**Problem description**
Copy each of the items below word for word, keeping every line and every point.

[Named object pointing entries]
<<<<

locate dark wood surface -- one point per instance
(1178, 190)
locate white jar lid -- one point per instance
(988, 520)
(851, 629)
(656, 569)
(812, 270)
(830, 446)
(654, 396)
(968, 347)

>>>>

**Solution for this task**
locate dark wood surface -- one point per instance
(1178, 190)
locate white jar lid -- one point per instance
(988, 520)
(851, 629)
(656, 569)
(812, 270)
(830, 446)
(654, 396)
(968, 347)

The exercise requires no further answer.